Work task: Report each line of the records below that contains the string "negative". Case counts.

Information given:
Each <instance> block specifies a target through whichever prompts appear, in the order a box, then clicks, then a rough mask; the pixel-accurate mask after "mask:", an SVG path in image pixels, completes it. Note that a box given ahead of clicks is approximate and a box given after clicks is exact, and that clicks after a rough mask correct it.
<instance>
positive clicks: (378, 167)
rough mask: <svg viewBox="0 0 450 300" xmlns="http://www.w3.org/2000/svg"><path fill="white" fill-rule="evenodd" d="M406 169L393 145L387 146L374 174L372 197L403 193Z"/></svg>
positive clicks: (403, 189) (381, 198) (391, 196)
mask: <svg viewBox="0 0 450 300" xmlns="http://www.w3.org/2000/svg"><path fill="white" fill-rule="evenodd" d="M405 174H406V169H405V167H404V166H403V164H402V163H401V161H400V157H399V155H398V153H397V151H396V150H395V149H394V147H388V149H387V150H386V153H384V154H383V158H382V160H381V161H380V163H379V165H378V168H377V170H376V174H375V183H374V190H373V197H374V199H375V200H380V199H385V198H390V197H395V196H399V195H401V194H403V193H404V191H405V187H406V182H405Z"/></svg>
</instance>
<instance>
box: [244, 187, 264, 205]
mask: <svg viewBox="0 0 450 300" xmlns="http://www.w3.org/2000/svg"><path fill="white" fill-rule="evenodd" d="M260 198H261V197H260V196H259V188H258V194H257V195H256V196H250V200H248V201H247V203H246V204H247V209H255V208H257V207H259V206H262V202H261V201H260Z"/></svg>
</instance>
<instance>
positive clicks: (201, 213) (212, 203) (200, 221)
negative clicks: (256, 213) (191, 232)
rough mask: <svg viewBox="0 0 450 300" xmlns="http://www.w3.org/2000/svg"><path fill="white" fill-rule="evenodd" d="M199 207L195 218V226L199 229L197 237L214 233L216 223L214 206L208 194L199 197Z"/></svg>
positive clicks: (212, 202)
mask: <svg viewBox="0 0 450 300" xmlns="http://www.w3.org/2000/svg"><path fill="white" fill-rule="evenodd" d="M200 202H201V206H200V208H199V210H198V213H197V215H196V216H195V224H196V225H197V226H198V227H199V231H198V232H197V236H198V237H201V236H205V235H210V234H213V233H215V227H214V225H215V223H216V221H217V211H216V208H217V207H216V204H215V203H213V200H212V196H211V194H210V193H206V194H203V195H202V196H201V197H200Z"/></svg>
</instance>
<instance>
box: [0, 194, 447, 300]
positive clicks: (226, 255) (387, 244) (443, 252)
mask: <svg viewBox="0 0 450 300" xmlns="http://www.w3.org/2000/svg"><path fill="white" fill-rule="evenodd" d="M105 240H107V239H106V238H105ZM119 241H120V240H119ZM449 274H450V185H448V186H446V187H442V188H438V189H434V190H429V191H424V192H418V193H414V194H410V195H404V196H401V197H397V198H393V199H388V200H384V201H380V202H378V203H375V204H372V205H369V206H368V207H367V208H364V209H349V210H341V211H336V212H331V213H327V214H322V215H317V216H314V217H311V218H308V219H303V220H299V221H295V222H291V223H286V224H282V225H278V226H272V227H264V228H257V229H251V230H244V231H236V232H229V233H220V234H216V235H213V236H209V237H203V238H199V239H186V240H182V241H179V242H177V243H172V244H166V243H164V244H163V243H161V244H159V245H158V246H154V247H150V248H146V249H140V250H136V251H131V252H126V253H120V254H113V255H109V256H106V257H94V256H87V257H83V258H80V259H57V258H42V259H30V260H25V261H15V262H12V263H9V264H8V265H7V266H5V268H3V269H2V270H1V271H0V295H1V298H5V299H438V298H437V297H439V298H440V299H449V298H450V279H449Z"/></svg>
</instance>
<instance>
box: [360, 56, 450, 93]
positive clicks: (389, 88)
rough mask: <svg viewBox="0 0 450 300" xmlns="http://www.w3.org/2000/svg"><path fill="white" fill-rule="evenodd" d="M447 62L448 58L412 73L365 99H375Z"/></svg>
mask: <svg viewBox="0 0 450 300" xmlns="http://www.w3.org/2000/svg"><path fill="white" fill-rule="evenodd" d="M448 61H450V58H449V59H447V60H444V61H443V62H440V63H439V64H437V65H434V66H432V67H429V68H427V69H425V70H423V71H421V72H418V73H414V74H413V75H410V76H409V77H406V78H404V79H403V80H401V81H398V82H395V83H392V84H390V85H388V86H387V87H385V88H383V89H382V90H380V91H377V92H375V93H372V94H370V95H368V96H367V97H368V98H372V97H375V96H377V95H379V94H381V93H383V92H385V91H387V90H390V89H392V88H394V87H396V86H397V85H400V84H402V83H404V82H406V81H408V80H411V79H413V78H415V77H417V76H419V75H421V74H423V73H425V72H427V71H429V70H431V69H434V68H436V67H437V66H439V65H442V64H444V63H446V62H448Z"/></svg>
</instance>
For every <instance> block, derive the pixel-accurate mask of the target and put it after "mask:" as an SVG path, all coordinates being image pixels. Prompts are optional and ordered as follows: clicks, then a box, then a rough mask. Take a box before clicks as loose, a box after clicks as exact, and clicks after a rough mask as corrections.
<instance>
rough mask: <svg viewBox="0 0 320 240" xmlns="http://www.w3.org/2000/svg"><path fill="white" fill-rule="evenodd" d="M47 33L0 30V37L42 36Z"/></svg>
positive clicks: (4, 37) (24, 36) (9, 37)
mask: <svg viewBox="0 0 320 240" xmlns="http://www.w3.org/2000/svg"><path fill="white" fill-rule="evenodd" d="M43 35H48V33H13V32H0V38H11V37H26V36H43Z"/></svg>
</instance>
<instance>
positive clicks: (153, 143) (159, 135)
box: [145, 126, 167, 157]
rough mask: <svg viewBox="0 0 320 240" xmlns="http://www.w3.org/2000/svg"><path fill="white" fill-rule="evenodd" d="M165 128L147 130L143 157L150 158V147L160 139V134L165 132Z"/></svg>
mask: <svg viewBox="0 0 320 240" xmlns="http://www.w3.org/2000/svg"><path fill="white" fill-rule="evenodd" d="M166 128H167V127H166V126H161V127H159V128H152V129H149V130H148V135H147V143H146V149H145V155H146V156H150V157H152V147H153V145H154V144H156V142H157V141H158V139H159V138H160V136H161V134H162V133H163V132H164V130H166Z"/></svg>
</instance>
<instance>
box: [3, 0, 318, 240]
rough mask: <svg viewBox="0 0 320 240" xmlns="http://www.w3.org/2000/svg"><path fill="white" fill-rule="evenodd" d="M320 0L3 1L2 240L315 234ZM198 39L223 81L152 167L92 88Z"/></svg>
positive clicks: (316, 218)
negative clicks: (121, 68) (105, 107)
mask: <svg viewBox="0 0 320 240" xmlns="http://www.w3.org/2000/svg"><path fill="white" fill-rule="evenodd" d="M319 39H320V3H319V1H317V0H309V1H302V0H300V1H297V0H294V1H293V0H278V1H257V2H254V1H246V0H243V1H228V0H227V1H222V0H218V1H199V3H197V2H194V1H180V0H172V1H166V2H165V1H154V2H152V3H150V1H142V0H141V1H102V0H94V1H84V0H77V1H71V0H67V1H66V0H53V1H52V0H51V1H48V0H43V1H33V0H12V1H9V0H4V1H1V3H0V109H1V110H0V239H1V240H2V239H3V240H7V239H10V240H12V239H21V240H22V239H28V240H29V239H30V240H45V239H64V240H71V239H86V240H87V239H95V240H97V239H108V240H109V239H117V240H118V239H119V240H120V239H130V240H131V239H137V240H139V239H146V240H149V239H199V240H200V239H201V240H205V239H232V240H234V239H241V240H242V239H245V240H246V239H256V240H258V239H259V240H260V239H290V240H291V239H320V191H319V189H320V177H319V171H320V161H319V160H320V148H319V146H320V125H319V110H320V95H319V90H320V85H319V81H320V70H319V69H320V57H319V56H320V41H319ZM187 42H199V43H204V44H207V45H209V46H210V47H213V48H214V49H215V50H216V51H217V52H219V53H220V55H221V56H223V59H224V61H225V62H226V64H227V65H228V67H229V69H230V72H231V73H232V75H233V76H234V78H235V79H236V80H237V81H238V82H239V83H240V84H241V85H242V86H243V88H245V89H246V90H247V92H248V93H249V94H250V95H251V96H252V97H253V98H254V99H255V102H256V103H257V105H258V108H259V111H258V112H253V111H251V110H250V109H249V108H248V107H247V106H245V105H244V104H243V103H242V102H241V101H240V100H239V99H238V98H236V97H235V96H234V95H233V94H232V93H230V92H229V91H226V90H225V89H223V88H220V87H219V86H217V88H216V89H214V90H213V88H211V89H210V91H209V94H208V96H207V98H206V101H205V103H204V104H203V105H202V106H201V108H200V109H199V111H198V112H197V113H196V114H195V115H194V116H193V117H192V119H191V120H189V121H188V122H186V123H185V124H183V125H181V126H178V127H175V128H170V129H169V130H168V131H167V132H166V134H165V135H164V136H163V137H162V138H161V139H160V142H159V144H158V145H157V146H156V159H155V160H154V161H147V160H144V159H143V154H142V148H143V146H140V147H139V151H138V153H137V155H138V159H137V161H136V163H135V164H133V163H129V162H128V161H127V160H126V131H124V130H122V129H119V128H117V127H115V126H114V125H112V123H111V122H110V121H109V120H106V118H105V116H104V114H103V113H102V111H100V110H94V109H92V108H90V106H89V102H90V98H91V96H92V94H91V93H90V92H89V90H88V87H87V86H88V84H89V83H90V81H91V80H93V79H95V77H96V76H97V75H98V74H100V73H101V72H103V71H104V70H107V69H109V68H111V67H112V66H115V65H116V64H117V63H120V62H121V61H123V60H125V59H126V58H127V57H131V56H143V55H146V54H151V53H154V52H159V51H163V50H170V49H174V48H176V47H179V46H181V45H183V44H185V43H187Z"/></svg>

Worked solution:
negative clicks: (256, 213) (191, 232)
negative clicks: (121, 68) (105, 107)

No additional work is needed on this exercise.